### Recorded data
::::
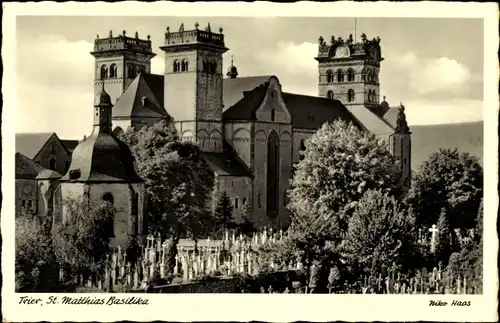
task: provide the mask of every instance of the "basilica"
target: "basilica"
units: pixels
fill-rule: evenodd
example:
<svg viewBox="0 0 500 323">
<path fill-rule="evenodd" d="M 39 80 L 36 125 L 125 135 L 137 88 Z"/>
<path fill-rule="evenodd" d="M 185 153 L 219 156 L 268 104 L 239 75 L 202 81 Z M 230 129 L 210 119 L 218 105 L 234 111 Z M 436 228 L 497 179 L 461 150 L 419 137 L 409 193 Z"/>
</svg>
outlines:
<svg viewBox="0 0 500 323">
<path fill-rule="evenodd" d="M 210 24 L 166 28 L 159 48 L 163 75 L 151 73 L 156 54 L 149 36 L 97 36 L 91 52 L 95 129 L 74 148 L 60 181 L 67 191 L 109 193 L 107 199 L 125 206 L 115 230 L 142 231 L 144 184 L 116 135 L 168 120 L 184 140 L 198 143 L 216 176 L 214 196 L 227 192 L 237 220 L 246 205 L 256 226 L 282 227 L 299 152 L 322 124 L 344 120 L 384 139 L 409 184 L 411 132 L 402 104 L 380 100 L 380 41 L 365 34 L 359 40 L 319 37 L 311 57 L 318 63 L 318 96 L 306 96 L 284 92 L 279 75 L 245 77 L 233 63 L 224 68 L 223 29 Z"/>
</svg>

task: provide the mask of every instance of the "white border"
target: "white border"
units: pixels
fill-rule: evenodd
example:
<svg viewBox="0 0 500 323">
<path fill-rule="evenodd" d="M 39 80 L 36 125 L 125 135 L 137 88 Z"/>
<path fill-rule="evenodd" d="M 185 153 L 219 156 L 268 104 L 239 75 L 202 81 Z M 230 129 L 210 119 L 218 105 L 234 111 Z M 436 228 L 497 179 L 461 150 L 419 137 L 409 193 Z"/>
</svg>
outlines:
<svg viewBox="0 0 500 323">
<path fill-rule="evenodd" d="M 498 240 L 496 236 L 497 121 L 499 80 L 498 7 L 494 3 L 5 3 L 3 4 L 3 181 L 2 274 L 4 321 L 496 321 Z M 485 256 L 484 294 L 427 295 L 151 295 L 148 306 L 21 306 L 14 290 L 14 120 L 16 107 L 15 33 L 17 15 L 104 16 L 332 16 L 484 18 L 484 168 Z M 465 44 L 464 44 L 465 46 Z M 34 53 L 36 55 L 36 53 Z M 47 298 L 47 295 L 31 296 Z M 80 296 L 79 294 L 78 296 Z M 91 294 L 108 297 L 109 294 Z M 116 295 L 116 294 L 115 294 Z M 62 295 L 58 295 L 59 297 Z M 71 295 L 75 296 L 75 295 Z M 116 295 L 119 296 L 119 295 Z M 125 296 L 125 295 L 122 295 Z M 129 296 L 128 294 L 126 296 Z M 470 300 L 470 307 L 429 307 L 430 299 Z"/>
</svg>

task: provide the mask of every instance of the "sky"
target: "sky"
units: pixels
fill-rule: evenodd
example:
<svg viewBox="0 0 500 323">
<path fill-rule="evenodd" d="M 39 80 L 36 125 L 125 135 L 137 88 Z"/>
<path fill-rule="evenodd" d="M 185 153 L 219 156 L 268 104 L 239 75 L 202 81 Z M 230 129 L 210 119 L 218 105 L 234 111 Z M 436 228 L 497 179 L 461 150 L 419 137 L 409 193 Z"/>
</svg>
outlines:
<svg viewBox="0 0 500 323">
<path fill-rule="evenodd" d="M 378 36 L 381 97 L 402 102 L 410 125 L 483 120 L 482 19 L 18 16 L 16 132 L 81 139 L 92 130 L 96 35 L 150 35 L 152 72 L 162 74 L 165 29 L 181 22 L 223 27 L 224 71 L 233 56 L 240 77 L 276 75 L 283 91 L 313 96 L 319 36 Z"/>
</svg>

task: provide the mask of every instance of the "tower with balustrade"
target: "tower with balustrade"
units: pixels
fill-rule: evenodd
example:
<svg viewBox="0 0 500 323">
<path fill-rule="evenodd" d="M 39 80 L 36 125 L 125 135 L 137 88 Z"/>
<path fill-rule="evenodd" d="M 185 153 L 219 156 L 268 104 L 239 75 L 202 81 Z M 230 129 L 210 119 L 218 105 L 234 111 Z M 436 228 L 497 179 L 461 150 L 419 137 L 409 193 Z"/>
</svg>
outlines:
<svg viewBox="0 0 500 323">
<path fill-rule="evenodd" d="M 164 106 L 185 140 L 197 141 L 203 151 L 222 151 L 222 28 L 178 31 L 167 27 L 164 46 Z"/>
<path fill-rule="evenodd" d="M 134 37 L 127 36 L 124 30 L 120 35 L 110 31 L 107 38 L 94 40 L 94 96 L 97 96 L 104 83 L 106 92 L 114 104 L 125 89 L 140 72 L 151 72 L 153 53 L 150 36 L 140 39 L 136 32 Z"/>
</svg>

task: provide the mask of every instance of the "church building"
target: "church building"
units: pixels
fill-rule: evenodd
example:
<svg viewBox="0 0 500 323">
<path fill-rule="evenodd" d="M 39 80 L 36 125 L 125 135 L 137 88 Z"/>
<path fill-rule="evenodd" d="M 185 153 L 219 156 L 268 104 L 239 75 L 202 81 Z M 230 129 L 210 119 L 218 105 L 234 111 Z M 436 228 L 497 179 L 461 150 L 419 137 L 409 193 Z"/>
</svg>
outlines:
<svg viewBox="0 0 500 323">
<path fill-rule="evenodd" d="M 332 36 L 327 43 L 320 37 L 317 57 L 311 57 L 318 62 L 317 97 L 283 91 L 276 75 L 242 77 L 234 64 L 224 77 L 222 58 L 228 48 L 223 29 L 212 31 L 210 24 L 203 30 L 198 23 L 189 30 L 183 24 L 177 31 L 167 27 L 160 49 L 165 71 L 155 75 L 151 59 L 156 54 L 149 36 L 140 39 L 138 33 L 129 37 L 125 31 L 116 36 L 110 32 L 109 37 L 95 40 L 91 53 L 95 95 L 99 97 L 103 86 L 109 94 L 109 99 L 101 97 L 96 105 L 95 127 L 107 130 L 94 130 L 95 138 L 75 148 L 70 171 L 61 179 L 68 191 L 74 186 L 100 197 L 104 190 L 94 192 L 92 185 L 99 177 L 109 181 L 107 189 L 114 199 L 129 199 L 131 210 L 137 209 L 134 194 L 142 192 L 143 184 L 126 166 L 129 152 L 120 163 L 111 157 L 100 160 L 99 154 L 92 153 L 108 142 L 117 154 L 125 151 L 109 135 L 111 119 L 99 119 L 111 104 L 115 133 L 159 120 L 174 122 L 184 140 L 199 144 L 212 167 L 214 196 L 227 192 L 237 220 L 242 207 L 249 207 L 257 226 L 287 224 L 286 192 L 293 165 L 299 162 L 307 139 L 325 122 L 352 122 L 386 140 L 401 162 L 402 181 L 409 183 L 411 133 L 404 107 L 391 108 L 385 99 L 380 101 L 380 38 L 369 40 L 363 34 L 357 41 L 352 36 L 346 40 Z M 120 165 L 113 170 L 110 163 Z M 92 170 L 100 175 L 92 175 Z M 133 184 L 122 184 L 124 178 Z"/>
</svg>

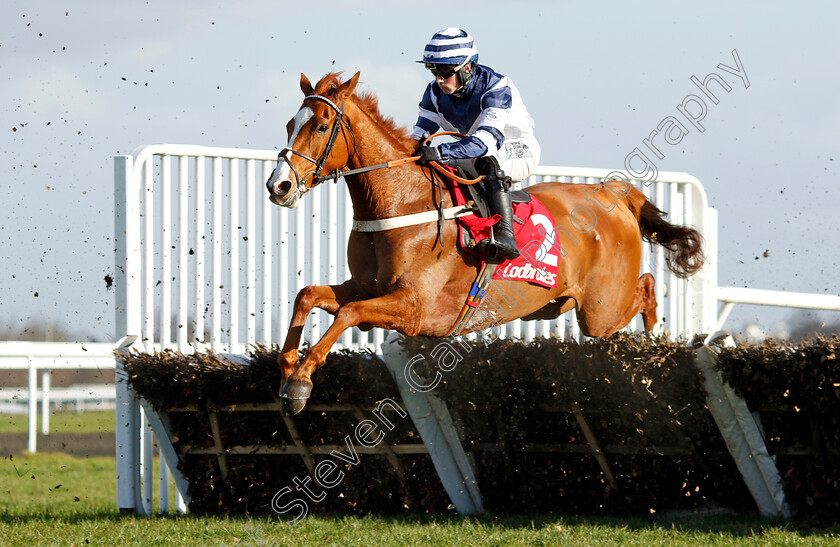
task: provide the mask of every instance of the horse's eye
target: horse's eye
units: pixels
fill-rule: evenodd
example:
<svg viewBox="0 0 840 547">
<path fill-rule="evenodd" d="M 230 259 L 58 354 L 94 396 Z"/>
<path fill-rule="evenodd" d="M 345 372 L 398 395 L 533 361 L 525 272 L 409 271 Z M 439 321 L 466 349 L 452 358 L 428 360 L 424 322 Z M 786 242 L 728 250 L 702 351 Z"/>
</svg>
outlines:
<svg viewBox="0 0 840 547">
<path fill-rule="evenodd" d="M 321 124 L 321 125 L 318 127 L 318 133 L 326 133 L 326 132 L 327 132 L 327 129 L 329 129 L 329 127 L 327 127 L 327 124 L 325 124 L 325 123 L 324 123 L 324 124 Z"/>
</svg>

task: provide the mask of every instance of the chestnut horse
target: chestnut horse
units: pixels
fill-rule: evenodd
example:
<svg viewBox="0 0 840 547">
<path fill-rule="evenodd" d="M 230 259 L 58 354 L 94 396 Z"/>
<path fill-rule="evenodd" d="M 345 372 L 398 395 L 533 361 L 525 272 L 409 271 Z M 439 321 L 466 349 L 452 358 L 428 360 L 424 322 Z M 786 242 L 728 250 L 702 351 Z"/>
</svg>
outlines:
<svg viewBox="0 0 840 547">
<path fill-rule="evenodd" d="M 405 129 L 379 113 L 375 96 L 354 93 L 358 80 L 356 73 L 342 83 L 340 74 L 332 73 L 313 88 L 301 74 L 305 98 L 286 126 L 288 147 L 281 151 L 266 183 L 271 201 L 294 207 L 325 178 L 340 176 L 345 169 L 375 166 L 346 176 L 355 220 L 434 211 L 441 193 L 428 167 L 416 163 L 390 168 L 378 165 L 411 157 L 417 143 Z M 332 176 L 322 176 L 322 172 Z M 548 251 L 559 259 L 554 288 L 506 282 L 514 285 L 508 287 L 514 290 L 501 295 L 505 287 L 499 282 L 490 285 L 487 298 L 496 293 L 495 302 L 506 302 L 503 309 L 494 311 L 500 323 L 554 318 L 575 308 L 580 330 L 587 336 L 609 336 L 638 313 L 650 330 L 656 323 L 656 298 L 653 276 L 639 277 L 642 238 L 664 246 L 669 268 L 681 277 L 703 265 L 700 234 L 665 221 L 664 213 L 627 182 L 551 182 L 530 186 L 527 191 L 551 211 L 555 221 L 571 219 L 577 231 L 563 231 L 569 243 L 564 241 L 562 247 L 559 232 L 552 234 L 550 245 L 542 249 L 544 256 Z M 451 207 L 448 192 L 443 194 L 444 207 Z M 583 217 L 576 208 L 584 206 L 590 213 L 581 227 Z M 595 219 L 590 218 L 593 211 Z M 432 337 L 452 332 L 480 266 L 478 257 L 459 248 L 456 234 L 455 220 L 445 220 L 439 226 L 434 215 L 413 226 L 351 232 L 347 260 L 352 277 L 340 285 L 304 287 L 295 299 L 278 358 L 285 379 L 281 396 L 289 399 L 292 412 L 303 409 L 312 390 L 312 373 L 346 329 L 379 327 L 407 336 Z M 511 292 L 516 298 L 509 297 Z M 335 321 L 299 364 L 303 325 L 313 308 L 333 314 Z M 485 315 L 485 319 L 473 321 L 463 333 L 486 328 L 490 319 Z"/>
</svg>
::::
### What is required
Check each line of the data above for the string "chestnut", and copy the ones that have it.

### Solution for this task
task: provide the mask of every instance of the chestnut horse
target: chestnut horse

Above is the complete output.